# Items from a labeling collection
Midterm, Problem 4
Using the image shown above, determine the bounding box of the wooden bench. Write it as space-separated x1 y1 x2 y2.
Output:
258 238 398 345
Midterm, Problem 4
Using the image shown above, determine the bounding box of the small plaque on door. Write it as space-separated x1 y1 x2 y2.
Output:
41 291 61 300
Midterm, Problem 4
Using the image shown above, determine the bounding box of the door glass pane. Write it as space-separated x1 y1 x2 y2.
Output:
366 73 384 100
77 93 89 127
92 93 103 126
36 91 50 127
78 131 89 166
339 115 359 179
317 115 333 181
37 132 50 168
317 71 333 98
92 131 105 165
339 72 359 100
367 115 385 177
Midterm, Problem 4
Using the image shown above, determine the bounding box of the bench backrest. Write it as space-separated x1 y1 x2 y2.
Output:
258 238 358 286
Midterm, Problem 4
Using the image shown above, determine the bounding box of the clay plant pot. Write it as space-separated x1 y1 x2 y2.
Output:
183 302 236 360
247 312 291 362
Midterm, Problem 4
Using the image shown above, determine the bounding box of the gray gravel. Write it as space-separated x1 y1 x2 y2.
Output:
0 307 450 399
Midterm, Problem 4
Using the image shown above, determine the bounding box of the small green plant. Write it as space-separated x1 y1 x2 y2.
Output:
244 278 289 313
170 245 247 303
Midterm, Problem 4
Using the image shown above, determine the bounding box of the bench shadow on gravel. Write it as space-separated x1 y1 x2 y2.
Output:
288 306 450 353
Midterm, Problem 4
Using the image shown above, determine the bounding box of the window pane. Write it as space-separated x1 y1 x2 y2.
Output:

# Task objective
Please go through the items above and copy out each line that contains the word "door".

# Response below
Using the image shown above, determine the bounding box of the small plaque on door. Write it as space-separated x1 y1 x2 y2.
Using the image shown above, determine the bounding box of the door glass pane. Write it as space-separated x1 y1 x2 y2.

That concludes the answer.